Work to do. From the material below, copy each line that contains the word "painting".

Material from a data collection
########
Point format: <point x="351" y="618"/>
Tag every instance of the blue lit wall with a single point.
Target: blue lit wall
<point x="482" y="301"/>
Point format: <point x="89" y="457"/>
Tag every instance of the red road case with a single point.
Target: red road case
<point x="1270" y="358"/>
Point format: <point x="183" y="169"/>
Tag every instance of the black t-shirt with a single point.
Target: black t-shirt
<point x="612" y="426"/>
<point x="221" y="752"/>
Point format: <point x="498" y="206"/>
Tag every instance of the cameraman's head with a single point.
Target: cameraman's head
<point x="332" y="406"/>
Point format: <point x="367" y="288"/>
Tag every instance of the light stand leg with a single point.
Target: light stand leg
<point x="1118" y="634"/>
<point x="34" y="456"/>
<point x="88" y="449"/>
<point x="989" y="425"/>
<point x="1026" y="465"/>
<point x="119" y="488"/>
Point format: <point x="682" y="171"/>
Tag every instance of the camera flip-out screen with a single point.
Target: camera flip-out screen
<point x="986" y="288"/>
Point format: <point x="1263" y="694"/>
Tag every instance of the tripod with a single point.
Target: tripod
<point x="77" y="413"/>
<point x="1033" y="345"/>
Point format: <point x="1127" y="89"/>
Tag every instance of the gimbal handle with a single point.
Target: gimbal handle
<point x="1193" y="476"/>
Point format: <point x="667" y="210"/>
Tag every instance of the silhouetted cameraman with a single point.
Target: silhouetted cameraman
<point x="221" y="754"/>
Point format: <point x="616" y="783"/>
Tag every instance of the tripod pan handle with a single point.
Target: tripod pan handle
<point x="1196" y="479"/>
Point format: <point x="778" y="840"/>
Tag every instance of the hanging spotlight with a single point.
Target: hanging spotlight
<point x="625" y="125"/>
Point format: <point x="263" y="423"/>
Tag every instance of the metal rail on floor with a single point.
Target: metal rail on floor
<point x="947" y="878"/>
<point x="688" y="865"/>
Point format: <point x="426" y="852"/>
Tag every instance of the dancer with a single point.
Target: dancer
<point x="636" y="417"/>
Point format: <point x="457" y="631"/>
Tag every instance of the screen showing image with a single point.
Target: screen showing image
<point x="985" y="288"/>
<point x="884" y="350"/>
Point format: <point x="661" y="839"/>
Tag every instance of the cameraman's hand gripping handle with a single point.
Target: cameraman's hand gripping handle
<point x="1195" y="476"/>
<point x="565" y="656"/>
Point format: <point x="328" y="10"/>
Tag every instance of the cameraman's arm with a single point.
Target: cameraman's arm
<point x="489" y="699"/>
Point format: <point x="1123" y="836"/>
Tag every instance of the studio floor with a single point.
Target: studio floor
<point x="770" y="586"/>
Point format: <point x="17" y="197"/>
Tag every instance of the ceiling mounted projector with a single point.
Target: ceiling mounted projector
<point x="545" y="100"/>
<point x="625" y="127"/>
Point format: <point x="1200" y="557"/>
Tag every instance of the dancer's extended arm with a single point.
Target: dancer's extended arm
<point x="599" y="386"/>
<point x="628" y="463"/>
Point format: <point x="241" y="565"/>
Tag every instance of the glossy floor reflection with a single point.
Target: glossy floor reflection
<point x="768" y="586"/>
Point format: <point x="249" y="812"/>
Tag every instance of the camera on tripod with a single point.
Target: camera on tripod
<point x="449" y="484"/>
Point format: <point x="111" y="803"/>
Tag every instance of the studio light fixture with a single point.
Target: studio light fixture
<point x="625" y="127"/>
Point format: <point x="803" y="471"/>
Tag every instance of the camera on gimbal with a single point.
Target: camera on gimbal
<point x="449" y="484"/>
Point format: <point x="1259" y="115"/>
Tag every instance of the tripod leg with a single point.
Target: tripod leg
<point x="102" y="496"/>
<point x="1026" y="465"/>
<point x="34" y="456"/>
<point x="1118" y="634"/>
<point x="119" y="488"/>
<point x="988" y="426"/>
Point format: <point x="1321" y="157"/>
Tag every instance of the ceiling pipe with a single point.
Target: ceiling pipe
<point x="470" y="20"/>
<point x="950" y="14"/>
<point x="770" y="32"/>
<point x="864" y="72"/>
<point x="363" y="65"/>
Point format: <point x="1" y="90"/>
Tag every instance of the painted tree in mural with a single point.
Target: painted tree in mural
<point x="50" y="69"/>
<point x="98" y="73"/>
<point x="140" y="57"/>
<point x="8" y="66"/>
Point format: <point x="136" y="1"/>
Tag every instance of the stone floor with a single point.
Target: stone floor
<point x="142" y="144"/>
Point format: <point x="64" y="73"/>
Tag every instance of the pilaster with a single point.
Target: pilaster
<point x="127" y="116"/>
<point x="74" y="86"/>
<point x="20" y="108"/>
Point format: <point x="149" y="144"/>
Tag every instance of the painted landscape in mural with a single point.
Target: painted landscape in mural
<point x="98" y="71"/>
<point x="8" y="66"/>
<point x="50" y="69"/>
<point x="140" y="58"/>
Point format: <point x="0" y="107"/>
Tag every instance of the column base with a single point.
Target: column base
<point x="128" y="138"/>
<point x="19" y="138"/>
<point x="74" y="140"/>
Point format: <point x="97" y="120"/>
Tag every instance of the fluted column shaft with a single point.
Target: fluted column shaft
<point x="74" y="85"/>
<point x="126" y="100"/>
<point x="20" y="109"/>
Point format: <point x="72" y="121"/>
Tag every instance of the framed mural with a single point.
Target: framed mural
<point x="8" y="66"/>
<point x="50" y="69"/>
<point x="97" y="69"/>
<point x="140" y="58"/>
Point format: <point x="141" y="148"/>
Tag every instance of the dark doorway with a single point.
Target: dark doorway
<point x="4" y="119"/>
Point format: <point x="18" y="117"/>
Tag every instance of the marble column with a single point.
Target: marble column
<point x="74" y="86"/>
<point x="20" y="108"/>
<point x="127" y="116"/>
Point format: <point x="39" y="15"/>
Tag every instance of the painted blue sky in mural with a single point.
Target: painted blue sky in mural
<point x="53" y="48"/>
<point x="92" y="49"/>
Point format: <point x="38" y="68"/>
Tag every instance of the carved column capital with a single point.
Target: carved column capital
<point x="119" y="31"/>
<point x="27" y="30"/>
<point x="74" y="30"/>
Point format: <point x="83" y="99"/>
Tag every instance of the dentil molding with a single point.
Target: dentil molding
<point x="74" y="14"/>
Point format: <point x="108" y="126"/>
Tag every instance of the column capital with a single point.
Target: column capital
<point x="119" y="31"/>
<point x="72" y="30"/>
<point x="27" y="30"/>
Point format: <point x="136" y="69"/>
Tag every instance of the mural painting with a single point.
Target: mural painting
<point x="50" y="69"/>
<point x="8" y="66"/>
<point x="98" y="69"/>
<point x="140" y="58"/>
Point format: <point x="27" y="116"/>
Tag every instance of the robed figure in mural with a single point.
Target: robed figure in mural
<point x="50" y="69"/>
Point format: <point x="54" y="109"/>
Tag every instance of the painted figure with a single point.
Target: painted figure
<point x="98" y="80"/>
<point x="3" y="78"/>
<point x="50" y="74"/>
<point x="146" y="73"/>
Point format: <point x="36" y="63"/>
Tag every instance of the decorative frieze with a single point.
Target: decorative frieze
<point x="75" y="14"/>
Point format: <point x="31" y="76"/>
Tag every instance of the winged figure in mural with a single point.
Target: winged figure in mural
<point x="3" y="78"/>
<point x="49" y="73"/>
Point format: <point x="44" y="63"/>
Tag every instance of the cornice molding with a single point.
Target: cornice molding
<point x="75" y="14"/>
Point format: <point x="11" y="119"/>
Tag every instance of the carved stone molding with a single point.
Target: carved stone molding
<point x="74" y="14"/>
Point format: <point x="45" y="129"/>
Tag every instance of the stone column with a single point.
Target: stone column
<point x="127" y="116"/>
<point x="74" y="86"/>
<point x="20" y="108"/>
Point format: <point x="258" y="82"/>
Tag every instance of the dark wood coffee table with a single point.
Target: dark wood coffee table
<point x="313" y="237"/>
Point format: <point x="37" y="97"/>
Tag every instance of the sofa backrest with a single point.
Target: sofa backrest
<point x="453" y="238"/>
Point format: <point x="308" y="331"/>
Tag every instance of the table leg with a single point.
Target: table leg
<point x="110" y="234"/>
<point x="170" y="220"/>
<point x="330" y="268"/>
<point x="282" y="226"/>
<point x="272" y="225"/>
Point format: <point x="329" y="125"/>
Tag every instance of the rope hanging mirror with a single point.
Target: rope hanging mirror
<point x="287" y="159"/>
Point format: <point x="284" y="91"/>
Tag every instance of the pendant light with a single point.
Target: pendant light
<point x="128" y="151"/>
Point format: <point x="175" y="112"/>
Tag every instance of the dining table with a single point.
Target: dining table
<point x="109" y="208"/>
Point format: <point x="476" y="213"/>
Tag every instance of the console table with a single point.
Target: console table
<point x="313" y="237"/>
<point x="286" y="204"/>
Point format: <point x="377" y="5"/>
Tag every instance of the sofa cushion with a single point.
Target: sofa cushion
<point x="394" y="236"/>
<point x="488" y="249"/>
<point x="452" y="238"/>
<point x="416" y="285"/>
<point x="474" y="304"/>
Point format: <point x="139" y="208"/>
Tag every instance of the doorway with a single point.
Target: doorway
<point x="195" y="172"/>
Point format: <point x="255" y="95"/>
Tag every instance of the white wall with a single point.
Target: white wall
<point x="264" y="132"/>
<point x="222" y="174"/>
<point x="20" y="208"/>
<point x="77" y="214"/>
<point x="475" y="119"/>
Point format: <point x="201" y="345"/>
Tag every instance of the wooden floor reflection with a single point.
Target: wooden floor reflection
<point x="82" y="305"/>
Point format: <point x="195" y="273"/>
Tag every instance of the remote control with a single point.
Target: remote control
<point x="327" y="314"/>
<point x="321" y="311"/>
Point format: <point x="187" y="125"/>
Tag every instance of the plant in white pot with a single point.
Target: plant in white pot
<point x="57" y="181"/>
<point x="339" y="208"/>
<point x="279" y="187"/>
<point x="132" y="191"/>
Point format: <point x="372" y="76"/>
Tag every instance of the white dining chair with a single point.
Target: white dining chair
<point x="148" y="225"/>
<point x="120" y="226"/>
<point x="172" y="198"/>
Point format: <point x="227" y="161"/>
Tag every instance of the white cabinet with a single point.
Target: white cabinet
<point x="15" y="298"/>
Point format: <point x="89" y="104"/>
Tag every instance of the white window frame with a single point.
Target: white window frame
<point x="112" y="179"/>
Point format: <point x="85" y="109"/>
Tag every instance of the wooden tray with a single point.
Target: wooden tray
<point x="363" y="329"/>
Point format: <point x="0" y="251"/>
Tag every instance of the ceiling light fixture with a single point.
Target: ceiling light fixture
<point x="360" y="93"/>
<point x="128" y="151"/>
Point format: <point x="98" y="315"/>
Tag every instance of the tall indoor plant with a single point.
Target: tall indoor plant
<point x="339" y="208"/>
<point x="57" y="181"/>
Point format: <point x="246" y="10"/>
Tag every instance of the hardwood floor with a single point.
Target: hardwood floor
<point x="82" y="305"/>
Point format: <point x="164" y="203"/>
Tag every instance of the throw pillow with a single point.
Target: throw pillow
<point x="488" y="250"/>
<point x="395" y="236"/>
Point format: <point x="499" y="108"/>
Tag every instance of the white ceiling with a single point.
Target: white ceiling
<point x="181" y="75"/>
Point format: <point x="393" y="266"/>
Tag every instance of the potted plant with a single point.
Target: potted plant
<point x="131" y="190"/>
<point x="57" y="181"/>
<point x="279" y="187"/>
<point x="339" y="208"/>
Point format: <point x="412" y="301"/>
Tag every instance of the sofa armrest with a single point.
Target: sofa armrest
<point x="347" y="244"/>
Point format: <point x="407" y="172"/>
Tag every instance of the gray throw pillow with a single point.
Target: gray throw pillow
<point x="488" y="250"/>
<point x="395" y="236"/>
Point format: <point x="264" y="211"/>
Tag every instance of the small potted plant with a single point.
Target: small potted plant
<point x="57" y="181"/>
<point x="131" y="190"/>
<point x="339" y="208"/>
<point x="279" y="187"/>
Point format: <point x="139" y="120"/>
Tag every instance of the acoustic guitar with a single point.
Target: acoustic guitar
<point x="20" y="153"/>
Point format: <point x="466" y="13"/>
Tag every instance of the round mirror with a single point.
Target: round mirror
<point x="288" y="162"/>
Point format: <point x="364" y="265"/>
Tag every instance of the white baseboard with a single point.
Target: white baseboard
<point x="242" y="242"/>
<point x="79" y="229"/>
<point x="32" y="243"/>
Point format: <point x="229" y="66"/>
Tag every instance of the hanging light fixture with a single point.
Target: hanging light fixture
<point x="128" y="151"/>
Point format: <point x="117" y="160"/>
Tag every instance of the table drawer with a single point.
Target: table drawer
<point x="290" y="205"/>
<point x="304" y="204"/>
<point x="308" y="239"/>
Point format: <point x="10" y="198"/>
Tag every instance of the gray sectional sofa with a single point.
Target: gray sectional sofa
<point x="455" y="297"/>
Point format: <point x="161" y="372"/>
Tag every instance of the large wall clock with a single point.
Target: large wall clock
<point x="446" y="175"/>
########
Solution for this problem.
Tag every instance of the mural painting with a single point.
Target: mural painting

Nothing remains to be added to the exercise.